Document segment:
● ● ● ●

42.74% — Ukrainian General Staff’s claimed share of Russian oil-refining capacity disabled (the headline figure Kyiv promotes).
~one-third — independent analysts cited by Al Jazeera.
>20% — Carnegie Endowment estimate, tracking 25+ strikes since March.
55 of 83 — Russian federal subjects rationing fuel as of June 24 — the on-the-ground consequence all three estimates share.
Moscow’s account emphasized interception, not impact. Gov. Drozdenko said 72 UAVs were shot down over the Leningrad region, with only minor damage in a few settlements and debris near Vysotsk. The Russian Defense Ministry claimed 389 Ukrainian drones intercepted nationwide overnight — among the largest single-night totals it has asserted in the war — with 30-plus more downed over the Pskov region, where a factory in Velikiye Luki was damaged. These are Russian-official figures and cannot be independently confirmed.
St Petersburg oil terminal and Vysotsk port in Leningrad region of Russia are burning after drone attacks. Primorsk port in the same region has likely been attacked, as well. Pulkovo airport has been closed down for some time now, so 37 flights have been delayed, and 11 more…
St. Petersburg and Leningrad reported no deaths. Elsewhere overnight, the AP said, one person was killed in the Bryansk region and one killed with two injured — including a 10-year-old — in occupied Crimea. And in a coincidence of timing that underscored the campaign’s bite, Putin signed legislation the same day, July 4, aimed at propping up Russia’s domestic fuel supplies. It was a month earlier, on June 5, that Putin had rejected Zelensky’s letter proposing ceasefire talks — calling it “boorish” and seeing “no point” in a meeting — and vowed to fight on.
Strip away the competing statements and a narrow core of established fact remains. A drone reached and struck the St. Petersburg Oil Terminal — the BBC verified that from footage. Both sides’ officials confirm drone strikes at Kronstadt and Vysotsk. Pulkovo closed. Beyond that, the numbers belong to whoever is stating them: Ukraine’s capacity-disabled percentages, Russia’s interception totals, the unverified Primorsk claim. None of the damage has been independently measured.
For context, the Institute for the Study of War had already flagged the campaign’s tempo: in its July 2 assessment, ISW noted Ukrainian strikes on the Lukoil refinery at Kstovo — its AVT-6 unit — and the Starolikeevo pumping station days before this raid. The St. Petersburg strike is the same campaign reaching farther north. What it does not yet tell us is how much fuel-processing capacity Russia actually lost overnight — a number that, if it ever becomes verifiable, will settle the gap between Kyiv’s 42.74 percent and the analysts’ more cautious math.

● ● ● ●

Image point grounding data:
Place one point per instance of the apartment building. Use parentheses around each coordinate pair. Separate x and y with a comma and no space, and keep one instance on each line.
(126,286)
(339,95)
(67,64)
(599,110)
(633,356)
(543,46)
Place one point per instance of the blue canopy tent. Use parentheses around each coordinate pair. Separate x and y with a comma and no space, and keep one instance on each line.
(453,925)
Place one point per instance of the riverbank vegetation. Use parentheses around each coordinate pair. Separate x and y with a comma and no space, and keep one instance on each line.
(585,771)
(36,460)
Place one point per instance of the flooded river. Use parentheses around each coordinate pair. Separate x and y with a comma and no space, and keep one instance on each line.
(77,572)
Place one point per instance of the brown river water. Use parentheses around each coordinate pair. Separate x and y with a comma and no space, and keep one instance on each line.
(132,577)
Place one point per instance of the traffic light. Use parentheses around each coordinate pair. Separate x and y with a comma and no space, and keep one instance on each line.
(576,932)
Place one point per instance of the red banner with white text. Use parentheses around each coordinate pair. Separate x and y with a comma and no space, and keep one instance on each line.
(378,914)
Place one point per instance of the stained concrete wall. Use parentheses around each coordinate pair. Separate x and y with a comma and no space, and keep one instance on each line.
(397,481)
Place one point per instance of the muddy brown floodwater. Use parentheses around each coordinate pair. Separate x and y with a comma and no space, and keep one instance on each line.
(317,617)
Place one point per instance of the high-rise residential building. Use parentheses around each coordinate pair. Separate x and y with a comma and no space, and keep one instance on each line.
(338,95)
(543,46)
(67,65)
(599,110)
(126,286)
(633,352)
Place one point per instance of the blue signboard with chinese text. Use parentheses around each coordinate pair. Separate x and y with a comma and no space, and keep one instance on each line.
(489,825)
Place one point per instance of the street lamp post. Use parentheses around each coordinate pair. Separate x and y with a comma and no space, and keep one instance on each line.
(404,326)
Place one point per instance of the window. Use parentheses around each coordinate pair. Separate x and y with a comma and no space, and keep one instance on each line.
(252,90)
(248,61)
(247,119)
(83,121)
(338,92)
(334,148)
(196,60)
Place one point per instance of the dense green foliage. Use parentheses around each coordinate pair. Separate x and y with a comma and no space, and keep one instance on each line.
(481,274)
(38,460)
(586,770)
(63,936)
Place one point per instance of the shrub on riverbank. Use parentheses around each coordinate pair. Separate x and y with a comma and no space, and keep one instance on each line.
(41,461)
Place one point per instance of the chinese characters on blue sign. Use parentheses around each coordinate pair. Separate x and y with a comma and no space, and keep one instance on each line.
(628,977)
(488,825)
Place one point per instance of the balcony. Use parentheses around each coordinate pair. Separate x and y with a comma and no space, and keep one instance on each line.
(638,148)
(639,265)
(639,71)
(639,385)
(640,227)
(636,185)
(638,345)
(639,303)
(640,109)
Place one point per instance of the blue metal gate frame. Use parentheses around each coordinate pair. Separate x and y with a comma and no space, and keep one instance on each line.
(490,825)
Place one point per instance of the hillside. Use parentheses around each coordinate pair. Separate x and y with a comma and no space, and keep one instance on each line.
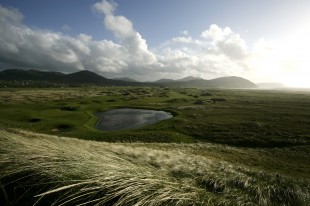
(77,78)
(88,77)
(223,82)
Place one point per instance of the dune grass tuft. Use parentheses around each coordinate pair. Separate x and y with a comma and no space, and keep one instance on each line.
(37,169)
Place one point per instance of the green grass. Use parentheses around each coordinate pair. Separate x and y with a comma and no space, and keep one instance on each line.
(222,147)
(248,118)
(50,170)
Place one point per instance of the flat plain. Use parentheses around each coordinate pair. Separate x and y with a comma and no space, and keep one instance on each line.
(222,147)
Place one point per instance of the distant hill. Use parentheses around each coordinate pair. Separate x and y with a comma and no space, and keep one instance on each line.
(77,78)
(189,78)
(126,79)
(86,77)
(271,85)
(164,80)
(185,79)
(223,82)
(35,75)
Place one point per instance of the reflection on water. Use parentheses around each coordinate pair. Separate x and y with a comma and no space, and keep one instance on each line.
(126,118)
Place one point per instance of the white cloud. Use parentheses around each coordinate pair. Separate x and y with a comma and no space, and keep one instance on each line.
(66,28)
(185,32)
(123,30)
(216,52)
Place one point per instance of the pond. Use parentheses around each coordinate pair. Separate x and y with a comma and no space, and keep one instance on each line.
(126,118)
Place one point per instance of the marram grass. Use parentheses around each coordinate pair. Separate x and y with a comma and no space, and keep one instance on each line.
(37,169)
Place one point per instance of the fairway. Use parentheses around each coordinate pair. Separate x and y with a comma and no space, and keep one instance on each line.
(219,144)
(250,118)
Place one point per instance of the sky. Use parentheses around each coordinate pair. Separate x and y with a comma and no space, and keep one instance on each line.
(263,41)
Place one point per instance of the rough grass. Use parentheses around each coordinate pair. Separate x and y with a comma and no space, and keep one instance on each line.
(250,118)
(37,169)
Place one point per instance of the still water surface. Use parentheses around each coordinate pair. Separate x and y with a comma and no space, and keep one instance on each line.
(126,118)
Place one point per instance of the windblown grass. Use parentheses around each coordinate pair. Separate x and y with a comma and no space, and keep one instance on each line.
(37,169)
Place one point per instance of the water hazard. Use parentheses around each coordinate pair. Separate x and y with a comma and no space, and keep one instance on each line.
(126,118)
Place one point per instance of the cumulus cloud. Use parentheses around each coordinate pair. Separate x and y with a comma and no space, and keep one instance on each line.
(216,52)
(26,47)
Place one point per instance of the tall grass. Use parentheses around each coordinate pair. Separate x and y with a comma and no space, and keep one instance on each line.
(38,169)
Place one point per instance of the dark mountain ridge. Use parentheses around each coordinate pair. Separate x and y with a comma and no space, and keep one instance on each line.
(86,77)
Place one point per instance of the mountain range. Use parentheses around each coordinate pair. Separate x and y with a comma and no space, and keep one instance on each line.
(86,77)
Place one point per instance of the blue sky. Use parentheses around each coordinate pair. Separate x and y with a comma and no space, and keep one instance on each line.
(169,37)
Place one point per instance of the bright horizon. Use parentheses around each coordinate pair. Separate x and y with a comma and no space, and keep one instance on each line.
(263,41)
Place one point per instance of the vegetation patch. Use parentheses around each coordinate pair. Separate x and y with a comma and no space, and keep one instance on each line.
(49,170)
(34,120)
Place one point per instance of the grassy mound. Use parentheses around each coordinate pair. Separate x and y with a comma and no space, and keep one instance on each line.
(48,170)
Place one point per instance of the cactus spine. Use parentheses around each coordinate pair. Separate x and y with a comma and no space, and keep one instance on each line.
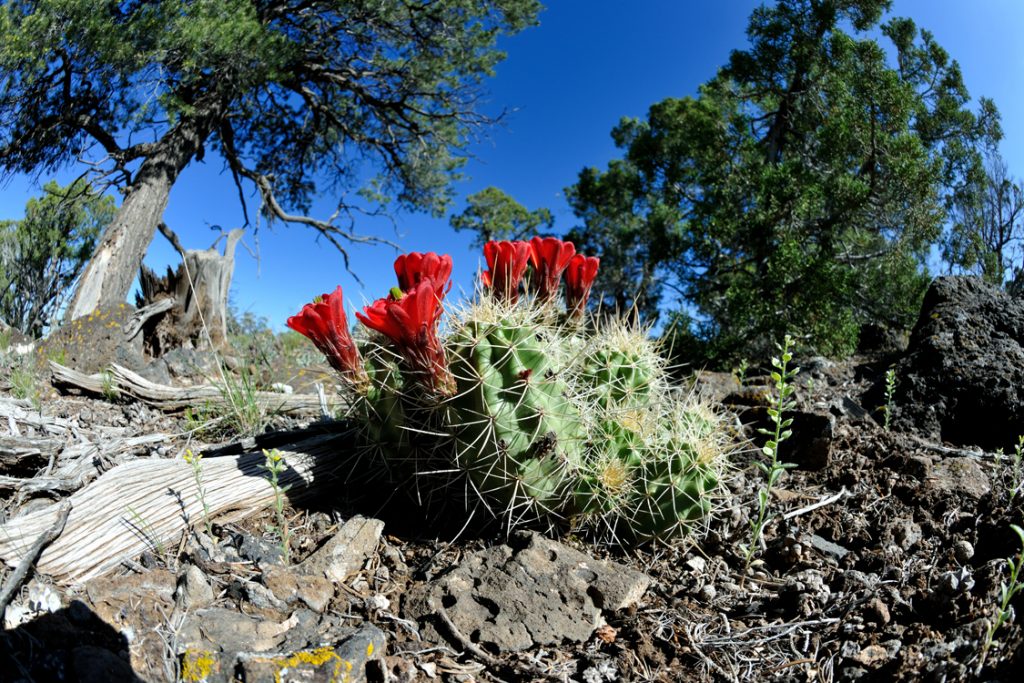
(552,421)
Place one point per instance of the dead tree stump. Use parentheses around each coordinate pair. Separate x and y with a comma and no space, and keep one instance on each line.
(199,288)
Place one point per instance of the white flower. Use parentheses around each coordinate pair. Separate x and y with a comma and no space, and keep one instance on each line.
(42,598)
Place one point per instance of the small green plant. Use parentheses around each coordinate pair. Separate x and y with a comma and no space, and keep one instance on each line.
(196,462)
(23,382)
(1008,590)
(244,414)
(890,392)
(739,372)
(1017,468)
(274,465)
(147,531)
(109,386)
(782,376)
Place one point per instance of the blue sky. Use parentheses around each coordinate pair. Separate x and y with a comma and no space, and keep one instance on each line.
(567,82)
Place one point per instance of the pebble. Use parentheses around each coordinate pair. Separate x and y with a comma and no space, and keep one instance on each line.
(963,550)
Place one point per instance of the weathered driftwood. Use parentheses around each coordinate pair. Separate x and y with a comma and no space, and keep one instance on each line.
(81,463)
(147,503)
(171,398)
(20,572)
(26,451)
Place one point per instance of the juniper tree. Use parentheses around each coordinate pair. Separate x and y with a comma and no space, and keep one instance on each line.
(296,97)
(801,188)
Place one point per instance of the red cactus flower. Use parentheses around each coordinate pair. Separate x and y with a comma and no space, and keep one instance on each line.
(507,262)
(580,276)
(411,322)
(325,323)
(549,256)
(414,266)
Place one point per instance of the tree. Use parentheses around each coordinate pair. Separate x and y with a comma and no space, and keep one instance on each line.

● ● ● ●

To do:
• 1. From the drone-strike report, list each estimate of the share of Russian oil-refining capacity disabled, with the source each one is attributed to.
• 2. Render this sentence from the drone-strike report into Spanish: "St. Petersburg and Leningrad reported no deaths."
• 3. According to the drone-strike report, how many Russian federal subjects were rationing fuel as of June 24?

Responses per task:
• 1.
- 42.74%: Ukrainian General Staff
- About one-third: independent analysts cited by Al Jazeera
- More than 20%: Carnegie Endowment

• 2. San Petersburgo y Leningrado no informaron de ninguna muerte.

• 3. 55 of 83.